● **PROBLEM REQUIREMENTS**: Please count the lines in the entries below that contain the word "blurred", with case counting. Give only the number.

>>>>>

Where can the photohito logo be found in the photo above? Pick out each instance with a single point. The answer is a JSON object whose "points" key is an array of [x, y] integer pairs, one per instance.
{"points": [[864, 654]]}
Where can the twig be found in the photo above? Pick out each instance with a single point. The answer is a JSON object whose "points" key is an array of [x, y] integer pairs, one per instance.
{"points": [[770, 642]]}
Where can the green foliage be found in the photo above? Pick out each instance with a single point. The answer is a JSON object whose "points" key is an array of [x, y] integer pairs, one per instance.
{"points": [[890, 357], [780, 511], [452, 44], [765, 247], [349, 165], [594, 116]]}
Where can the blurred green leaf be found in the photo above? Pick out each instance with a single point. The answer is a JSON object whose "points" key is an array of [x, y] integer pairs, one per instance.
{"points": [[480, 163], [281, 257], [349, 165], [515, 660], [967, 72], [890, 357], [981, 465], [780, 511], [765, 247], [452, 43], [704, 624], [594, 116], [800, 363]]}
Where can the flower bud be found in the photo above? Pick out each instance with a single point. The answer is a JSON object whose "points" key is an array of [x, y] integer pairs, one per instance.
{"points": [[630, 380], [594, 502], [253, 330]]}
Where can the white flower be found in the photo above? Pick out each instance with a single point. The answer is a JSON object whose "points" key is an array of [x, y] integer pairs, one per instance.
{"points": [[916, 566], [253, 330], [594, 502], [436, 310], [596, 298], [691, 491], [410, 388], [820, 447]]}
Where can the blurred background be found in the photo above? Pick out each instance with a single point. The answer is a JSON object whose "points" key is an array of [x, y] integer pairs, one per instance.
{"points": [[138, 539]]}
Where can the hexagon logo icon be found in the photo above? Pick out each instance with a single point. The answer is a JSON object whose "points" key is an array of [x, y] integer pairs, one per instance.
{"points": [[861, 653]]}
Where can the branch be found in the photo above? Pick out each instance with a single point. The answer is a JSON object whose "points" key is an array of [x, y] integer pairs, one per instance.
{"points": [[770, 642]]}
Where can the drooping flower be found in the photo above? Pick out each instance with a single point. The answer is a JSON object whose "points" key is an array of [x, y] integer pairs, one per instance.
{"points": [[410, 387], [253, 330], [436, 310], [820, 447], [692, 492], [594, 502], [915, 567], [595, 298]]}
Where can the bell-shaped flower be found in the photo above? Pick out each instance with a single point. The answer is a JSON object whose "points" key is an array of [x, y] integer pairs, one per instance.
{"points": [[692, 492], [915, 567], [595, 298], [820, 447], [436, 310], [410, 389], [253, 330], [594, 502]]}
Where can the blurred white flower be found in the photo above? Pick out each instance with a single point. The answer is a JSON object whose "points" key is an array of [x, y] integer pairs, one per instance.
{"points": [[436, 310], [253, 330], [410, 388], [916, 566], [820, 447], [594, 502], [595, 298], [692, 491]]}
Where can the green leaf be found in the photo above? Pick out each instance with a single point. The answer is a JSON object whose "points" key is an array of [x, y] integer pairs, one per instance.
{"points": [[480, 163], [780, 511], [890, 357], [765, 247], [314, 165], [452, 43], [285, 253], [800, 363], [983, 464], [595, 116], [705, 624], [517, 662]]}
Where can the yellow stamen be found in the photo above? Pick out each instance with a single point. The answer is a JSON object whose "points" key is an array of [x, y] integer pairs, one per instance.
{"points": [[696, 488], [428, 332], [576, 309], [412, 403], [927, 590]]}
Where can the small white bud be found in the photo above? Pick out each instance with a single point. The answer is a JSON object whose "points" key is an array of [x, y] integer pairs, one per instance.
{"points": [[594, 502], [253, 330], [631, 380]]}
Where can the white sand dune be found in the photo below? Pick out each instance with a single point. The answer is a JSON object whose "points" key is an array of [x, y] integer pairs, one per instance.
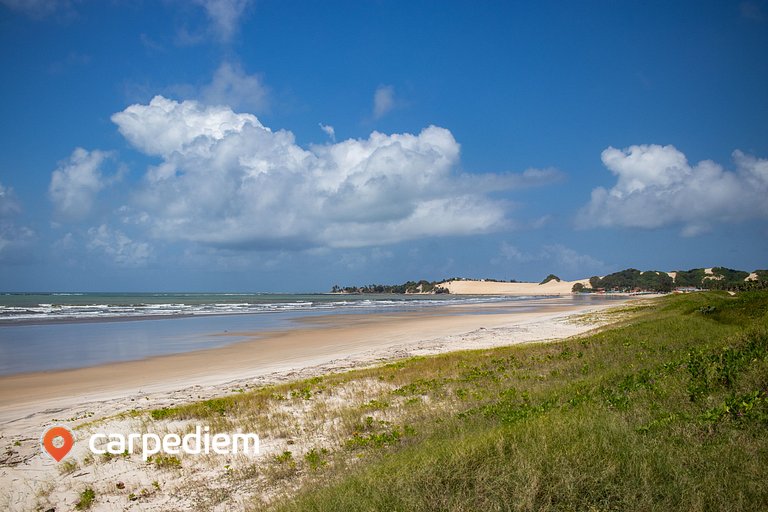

<<<<<

● **THE SOLUTION**: 3